In the records below, find the line that contains "indicate the thorny" and repeat it, along with each line after it, exactly as written.

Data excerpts
━━━

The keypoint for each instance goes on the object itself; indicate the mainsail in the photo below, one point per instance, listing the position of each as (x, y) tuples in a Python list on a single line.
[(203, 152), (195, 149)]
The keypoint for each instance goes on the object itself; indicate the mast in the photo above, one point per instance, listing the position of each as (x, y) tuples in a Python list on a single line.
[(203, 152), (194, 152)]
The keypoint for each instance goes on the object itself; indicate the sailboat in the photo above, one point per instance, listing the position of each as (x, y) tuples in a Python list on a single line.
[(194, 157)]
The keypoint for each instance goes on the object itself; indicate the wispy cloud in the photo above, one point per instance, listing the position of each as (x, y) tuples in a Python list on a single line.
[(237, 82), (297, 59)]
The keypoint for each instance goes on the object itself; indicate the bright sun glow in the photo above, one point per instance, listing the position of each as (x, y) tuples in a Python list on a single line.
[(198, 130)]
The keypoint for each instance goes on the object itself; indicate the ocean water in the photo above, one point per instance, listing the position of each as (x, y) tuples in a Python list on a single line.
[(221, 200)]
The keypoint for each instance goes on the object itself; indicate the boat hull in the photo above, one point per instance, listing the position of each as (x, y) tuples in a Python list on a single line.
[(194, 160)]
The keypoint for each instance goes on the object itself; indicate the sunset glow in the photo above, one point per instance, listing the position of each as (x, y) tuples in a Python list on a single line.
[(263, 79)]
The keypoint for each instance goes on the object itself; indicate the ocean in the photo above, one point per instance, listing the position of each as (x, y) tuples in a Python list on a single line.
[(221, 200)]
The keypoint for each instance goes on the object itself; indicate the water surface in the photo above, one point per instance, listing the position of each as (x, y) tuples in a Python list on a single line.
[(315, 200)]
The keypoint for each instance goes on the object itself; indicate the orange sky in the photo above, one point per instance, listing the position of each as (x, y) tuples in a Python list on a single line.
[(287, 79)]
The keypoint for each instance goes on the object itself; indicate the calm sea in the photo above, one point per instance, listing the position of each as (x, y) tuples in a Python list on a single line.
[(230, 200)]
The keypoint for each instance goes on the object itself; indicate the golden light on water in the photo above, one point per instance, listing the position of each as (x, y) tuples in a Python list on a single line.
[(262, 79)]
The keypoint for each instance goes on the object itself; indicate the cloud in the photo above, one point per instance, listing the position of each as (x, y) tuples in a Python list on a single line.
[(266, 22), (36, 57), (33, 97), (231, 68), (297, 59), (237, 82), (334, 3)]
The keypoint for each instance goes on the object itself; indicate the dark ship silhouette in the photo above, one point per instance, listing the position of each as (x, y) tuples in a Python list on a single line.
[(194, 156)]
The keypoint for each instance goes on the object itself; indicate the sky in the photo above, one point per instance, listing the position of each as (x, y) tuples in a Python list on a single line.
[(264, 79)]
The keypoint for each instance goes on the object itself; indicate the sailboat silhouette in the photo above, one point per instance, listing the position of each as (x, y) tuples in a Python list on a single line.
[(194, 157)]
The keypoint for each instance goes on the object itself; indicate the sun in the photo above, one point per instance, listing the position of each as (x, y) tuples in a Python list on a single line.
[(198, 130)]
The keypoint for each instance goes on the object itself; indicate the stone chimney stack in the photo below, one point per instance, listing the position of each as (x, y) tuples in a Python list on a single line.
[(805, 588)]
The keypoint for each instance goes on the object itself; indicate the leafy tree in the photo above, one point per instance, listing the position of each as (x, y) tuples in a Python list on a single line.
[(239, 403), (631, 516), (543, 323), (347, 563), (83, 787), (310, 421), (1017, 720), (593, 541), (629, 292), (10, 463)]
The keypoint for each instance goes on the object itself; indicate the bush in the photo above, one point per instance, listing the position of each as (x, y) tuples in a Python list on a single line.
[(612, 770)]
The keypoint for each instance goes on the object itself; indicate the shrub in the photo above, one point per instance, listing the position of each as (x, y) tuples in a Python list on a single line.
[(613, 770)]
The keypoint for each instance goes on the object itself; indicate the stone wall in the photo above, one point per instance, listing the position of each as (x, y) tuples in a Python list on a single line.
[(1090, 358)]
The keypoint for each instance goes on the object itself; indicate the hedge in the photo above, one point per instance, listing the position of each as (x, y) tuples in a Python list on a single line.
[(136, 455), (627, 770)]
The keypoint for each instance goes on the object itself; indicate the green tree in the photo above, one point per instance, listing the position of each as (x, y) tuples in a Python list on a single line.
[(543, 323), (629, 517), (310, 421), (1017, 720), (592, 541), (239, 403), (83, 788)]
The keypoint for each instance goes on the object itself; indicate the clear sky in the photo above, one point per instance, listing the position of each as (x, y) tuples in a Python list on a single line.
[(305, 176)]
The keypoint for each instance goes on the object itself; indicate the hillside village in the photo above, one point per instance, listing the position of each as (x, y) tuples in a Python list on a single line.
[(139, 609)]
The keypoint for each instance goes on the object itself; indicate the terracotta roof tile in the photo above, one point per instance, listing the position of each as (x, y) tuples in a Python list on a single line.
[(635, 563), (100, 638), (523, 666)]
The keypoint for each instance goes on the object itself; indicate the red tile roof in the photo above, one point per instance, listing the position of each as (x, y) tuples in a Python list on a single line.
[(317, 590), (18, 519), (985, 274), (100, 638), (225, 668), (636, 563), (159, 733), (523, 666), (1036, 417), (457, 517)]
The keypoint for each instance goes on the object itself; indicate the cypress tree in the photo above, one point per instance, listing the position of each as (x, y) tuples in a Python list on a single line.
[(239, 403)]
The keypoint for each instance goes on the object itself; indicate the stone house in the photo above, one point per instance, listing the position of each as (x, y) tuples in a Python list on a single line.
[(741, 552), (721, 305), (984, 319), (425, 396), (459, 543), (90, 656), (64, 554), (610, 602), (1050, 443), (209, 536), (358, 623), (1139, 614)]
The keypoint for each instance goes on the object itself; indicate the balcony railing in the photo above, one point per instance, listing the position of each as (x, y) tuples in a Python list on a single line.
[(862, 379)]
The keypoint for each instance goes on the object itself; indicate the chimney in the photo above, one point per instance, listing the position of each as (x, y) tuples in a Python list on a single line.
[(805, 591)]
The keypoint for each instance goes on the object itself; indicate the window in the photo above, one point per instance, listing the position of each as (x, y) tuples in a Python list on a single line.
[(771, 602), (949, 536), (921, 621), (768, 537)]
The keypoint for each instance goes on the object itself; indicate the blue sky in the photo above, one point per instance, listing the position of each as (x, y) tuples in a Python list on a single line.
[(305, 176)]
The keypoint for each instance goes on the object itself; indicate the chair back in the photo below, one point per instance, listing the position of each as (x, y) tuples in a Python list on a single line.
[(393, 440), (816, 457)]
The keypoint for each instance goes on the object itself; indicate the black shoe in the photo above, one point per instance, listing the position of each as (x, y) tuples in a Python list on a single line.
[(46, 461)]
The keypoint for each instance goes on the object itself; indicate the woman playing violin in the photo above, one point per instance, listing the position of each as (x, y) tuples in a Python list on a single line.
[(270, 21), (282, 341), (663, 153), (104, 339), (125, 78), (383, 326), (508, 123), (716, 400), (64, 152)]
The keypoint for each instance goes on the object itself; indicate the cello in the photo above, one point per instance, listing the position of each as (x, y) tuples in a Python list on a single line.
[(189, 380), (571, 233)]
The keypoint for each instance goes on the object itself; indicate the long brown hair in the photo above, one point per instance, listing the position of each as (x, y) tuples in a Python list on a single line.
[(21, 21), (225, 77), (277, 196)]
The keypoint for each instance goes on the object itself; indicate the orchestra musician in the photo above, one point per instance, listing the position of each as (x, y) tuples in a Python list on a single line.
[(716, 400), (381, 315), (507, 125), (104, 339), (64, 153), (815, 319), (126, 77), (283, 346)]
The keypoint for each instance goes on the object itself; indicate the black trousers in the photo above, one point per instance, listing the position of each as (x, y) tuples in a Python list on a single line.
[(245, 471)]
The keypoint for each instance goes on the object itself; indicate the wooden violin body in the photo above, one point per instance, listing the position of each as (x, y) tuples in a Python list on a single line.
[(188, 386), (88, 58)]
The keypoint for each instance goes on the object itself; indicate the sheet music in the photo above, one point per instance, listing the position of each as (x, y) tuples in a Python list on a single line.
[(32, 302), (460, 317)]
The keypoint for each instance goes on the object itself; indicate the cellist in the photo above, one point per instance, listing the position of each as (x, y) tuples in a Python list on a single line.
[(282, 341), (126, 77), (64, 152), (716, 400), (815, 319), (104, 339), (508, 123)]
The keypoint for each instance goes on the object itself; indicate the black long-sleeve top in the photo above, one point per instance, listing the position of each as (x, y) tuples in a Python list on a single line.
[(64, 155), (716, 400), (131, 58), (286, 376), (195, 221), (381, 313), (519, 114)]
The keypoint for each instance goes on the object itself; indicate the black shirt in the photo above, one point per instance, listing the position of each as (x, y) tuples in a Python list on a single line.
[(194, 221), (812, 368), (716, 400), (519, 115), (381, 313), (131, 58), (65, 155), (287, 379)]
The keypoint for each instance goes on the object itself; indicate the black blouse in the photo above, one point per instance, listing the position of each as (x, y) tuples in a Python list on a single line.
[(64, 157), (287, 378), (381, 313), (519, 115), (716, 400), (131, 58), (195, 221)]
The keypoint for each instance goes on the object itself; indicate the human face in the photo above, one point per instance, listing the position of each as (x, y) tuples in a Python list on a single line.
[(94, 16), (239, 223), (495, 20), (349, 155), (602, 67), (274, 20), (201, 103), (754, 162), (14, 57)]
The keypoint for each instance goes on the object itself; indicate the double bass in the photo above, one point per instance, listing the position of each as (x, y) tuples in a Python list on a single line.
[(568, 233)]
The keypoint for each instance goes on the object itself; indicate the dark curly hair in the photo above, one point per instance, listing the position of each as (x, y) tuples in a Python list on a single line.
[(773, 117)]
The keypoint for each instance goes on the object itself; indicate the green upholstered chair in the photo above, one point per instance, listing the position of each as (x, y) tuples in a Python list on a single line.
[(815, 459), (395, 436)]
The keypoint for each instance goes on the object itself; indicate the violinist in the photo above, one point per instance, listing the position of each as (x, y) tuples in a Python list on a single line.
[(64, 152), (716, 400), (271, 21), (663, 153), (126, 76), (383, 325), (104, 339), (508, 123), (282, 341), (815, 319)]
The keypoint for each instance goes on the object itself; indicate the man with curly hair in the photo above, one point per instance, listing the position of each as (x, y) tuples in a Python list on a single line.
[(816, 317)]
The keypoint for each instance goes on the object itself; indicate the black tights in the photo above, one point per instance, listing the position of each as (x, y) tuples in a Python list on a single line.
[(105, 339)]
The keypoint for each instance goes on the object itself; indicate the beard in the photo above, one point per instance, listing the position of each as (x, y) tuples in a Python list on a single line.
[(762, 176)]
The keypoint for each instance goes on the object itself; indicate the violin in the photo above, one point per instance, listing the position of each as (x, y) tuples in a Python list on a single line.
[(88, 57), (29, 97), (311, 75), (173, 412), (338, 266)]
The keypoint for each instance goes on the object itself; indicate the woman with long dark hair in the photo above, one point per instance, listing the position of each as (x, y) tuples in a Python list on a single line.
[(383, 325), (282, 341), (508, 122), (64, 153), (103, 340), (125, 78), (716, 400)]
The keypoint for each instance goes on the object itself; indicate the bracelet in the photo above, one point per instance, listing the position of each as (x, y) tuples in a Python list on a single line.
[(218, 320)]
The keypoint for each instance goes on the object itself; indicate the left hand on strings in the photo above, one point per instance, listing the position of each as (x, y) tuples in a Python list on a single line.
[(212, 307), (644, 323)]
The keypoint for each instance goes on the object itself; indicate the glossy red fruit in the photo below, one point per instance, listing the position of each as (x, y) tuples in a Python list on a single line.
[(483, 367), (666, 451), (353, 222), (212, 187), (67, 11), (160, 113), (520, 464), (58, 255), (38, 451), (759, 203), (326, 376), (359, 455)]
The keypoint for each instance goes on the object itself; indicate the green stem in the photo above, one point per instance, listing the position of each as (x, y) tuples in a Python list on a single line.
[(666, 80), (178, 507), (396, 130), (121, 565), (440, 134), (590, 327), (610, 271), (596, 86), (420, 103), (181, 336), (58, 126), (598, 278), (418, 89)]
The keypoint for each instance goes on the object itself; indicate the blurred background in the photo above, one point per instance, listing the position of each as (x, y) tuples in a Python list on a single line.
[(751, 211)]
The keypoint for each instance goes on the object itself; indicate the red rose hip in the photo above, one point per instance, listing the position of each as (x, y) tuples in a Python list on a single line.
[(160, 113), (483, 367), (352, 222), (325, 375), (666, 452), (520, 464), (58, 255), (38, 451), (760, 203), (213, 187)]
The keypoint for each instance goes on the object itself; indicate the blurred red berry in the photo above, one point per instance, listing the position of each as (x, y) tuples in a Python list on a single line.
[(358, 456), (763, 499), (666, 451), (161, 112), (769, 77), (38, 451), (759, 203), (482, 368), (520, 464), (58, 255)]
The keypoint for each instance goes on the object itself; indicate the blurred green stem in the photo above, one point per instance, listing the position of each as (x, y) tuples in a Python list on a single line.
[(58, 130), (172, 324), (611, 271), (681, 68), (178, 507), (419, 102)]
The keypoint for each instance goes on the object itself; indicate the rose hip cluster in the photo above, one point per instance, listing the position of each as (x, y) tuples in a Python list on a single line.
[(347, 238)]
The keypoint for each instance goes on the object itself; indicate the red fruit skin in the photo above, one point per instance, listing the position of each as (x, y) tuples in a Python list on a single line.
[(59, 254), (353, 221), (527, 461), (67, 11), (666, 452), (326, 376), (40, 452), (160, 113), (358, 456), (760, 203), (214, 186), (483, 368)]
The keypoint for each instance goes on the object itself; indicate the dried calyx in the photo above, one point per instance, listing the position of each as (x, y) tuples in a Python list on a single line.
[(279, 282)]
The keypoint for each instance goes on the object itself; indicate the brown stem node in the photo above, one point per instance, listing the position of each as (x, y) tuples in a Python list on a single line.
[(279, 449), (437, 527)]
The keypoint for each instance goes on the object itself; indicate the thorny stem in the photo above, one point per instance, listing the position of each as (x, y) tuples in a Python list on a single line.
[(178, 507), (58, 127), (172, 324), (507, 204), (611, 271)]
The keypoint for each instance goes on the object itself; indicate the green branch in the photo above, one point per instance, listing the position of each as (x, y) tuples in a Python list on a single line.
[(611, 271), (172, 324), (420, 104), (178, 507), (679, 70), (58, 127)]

━━━

§ Result of this task
The keypoint for each instance goes on the object itself; indicate the thorny stem in the photo above, one point per instance, listing the position of each as (x, y) tuples in a Python list on a single line.
[(178, 507), (58, 127), (172, 324), (507, 204), (611, 271)]
The keypoint for each instance goes on the object itself; indicate the green branch in the photo above, one point per instance, listing the position of each as (x, y) tuples in a Python list on a single line.
[(611, 271), (172, 324), (420, 104), (178, 507), (679, 70), (58, 127)]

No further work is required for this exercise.